GIVEN PASSAGE:
# Teenage Whizzer



## mason_man (Jan 2, 2012)

My 1999 Whizzer is now 13 years old. It was my 1st whizzer, i've kept it pretty much original. motor has most of the changes, head, carb, cam, piston and flywheel. Went from 2ph to almost 10ph, from 25mph to over 50mph. I'm still making small changes, i think i'm about done.


----------



## militarymonark (Jan 3, 2012)

you can get the OHV head and bump up the HP a little more


----------



## bricycle (Jan 3, 2012)

Rats...thought it might be a new horror movie: "I was a teenage Whizzer"! (3-D).....


----------



## mason_man (Jan 3, 2012)

militarymonark said:


> you can get the OHV head and bump up the HP a little more




I've thought about using one of Fred's Kit on one of my new whizzer. would cost less than the vintage motor. needle bearing crank at about $400.00 just for that. frame would have to be modified, cost for that and kit is about $1,900.00 I'm still probably going to get a kit and start a project down the rode just to have one. Fred's place is about 12 miles from where i live. what are your plans ? Fred with vintage 700 motor HOV kit.

Ray


----------



## mason_man (Jan 3, 2012)

bricycle said:


> Rats...thought it might be a new horror movie: "I was a teenage Whizzer"! (3-D).....

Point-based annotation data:
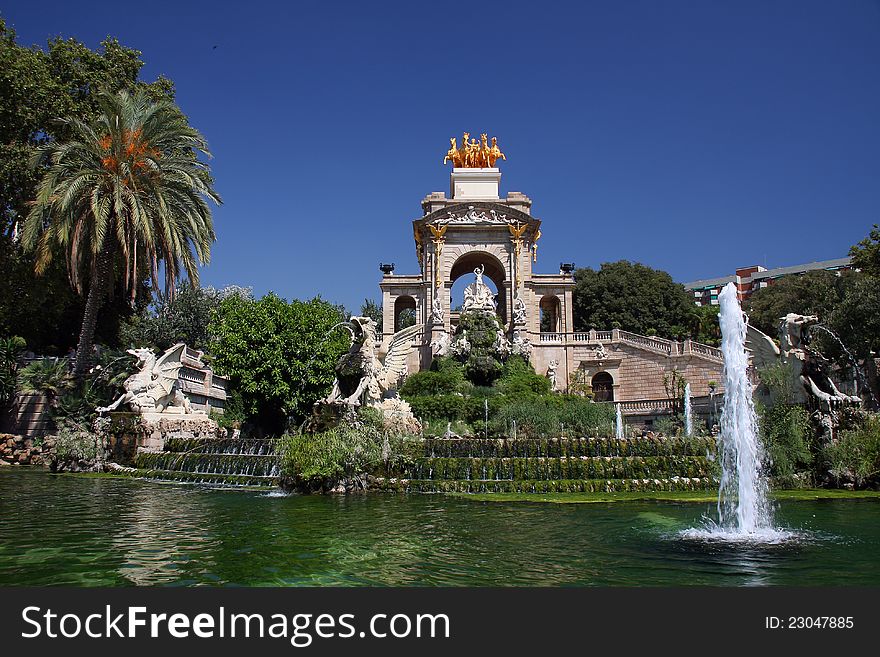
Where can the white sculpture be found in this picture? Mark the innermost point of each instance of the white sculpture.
(807, 366)
(437, 310)
(361, 378)
(478, 295)
(519, 310)
(153, 389)
(551, 373)
(501, 346)
(440, 345)
(520, 346)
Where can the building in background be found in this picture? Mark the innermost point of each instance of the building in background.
(750, 279)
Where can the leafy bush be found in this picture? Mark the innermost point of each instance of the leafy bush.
(345, 454)
(74, 442)
(47, 376)
(669, 425)
(549, 417)
(279, 356)
(482, 364)
(787, 434)
(448, 378)
(854, 458)
(10, 350)
(520, 381)
(436, 407)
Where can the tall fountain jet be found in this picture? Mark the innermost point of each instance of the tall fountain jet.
(742, 496)
(688, 412)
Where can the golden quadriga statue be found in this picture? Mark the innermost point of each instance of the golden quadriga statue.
(472, 155)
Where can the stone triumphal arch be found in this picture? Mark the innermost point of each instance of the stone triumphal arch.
(474, 232)
(472, 229)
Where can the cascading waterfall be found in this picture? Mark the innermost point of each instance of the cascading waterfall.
(743, 509)
(688, 413)
(742, 496)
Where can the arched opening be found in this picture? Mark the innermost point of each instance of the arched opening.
(603, 387)
(462, 275)
(549, 307)
(404, 312)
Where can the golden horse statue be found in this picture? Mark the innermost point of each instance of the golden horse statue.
(453, 154)
(495, 153)
(463, 151)
(473, 155)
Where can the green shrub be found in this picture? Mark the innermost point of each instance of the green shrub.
(787, 434)
(448, 380)
(439, 407)
(520, 381)
(320, 461)
(10, 350)
(482, 365)
(549, 417)
(854, 458)
(47, 376)
(74, 442)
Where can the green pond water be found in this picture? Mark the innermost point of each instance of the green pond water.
(69, 530)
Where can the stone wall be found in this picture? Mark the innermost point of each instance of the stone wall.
(21, 450)
(124, 434)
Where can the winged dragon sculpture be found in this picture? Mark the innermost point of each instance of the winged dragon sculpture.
(807, 367)
(153, 388)
(362, 378)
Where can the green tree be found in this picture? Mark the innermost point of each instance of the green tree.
(633, 297)
(37, 86)
(184, 316)
(856, 320)
(812, 293)
(124, 192)
(280, 356)
(866, 254)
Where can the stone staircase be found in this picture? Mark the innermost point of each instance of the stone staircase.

GIVEN PROBLEM A:
Answer these questions about the Whizzer forum thread:
(i) What model year is the Whizzer described in the first post?
(ii) Which part does militarymonark suggest for raising the horsepower?
(iii) How far is Fred's place from where mason_man lives?
GIVEN PROBLEM B: Write the next part of the Whizzer forum thread, beginning with mason_man's reply to the bricycle post he quotes at the end.

EXERCISE RESULT A:
(i) 1999
(ii) The OHV head
(iii) About 12 miles

EXERCISE RESULT B:
Hey bri you still got that hornet chain guard ? can you PM me or e-mail if you still do. mason_man57@yahoo.com my zip is 90603.
Thanks Ray


----------



## bricycle (Jan 3, 2012)

mason_man said:


> Hey bri you still got that hornet chain guard ? can you PM me or e-mail if you still do. mason_man57@yahoo.com my zip is 90603.
> Thanks Ray




Yea Ray I do. I'll e-mail you. A friend of mine has Freds OHV on his mill, on a 24" newer frame. Has visited 65 mph and still had throttle left......scarey!!!!


----------



## mason_man (Jan 5, 2012)

bricycle said:


> Yea Ray I do. I'll e-mail you. A friend of mine has Freds OHV on his mill, on a 24" newer frame. Has visited 65 mph and still had throttle left......scarey!!!!




OH YAAA.....scarey but a lot of fun getting there. not the road rash.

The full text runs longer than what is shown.